*EXCERPTED TEXT:*
- - -

# milled a spalted sugar maple



## daugher12 (Dec 23, 2012)

I milled this spalted sugar maple this weekend. I've got 7 more logs to go. I also managed to get a nice feather crotch chunk.

[attachment=15092]
[attachment=15093]
[attachment=15094]
[attachment=15095]
[attachment=15096]
[attachment=15097]


----------



## Mike1950 (Dec 23, 2012)

VERY nice wood.


----------



## davduckman2010 (Dec 24, 2012)

beutiful stuff john its rough haveing all this ugly maple up our way. got to use what the good lord planted by ya :rotflmao3::rotflmao3: duck


----------



## myingling (Dec 24, 2012)

Thats great lookin wood


----------



## cabomhn (Dec 24, 2012)

That first crotch shot is sweet. Very nice wood.


----------



## rtriplett (Dec 24, 2012)

Beautiful. any chance this will wander over into the 'for sale' area?

- - -

Extracted data entries:
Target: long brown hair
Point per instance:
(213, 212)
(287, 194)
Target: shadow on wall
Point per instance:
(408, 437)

- - -

*WHAT IS REQUIRED:*
Write out the entire thread about milling spalted sugar maple, from top to bottom, word for word.

*SOLUTION FOR THIS EXERCISE:*
# milled a spalted sugar maple



## daugher12 (Dec 23, 2012)

I milled this spalted sugar maple this weekend. I've got 7 more logs to go. I also managed to get a nice feather crotch chunk.

[attachment=15092]
[attachment=15093]
[attachment=15094]
[attachment=15095]
[attachment=15096]
[attachment=15097]


----------



## Mike1950 (Dec 23, 2012)

VERY nice wood.


----------



## davduckman2010 (Dec 24, 2012)

beutiful stuff john its rough haveing all this ugly maple up our way. got to use what the good lord planted by ya :rotflmao3::rotflmao3: duck


----------



## myingling (Dec 24, 2012)

Thats great lookin wood


----------



## cabomhn (Dec 24, 2012)

That first crotch shot is sweet. Very nice wood.


----------



## rtriplett (Dec 24, 2012)

Beautiful. any chance this will wander over into the 'for sale' area?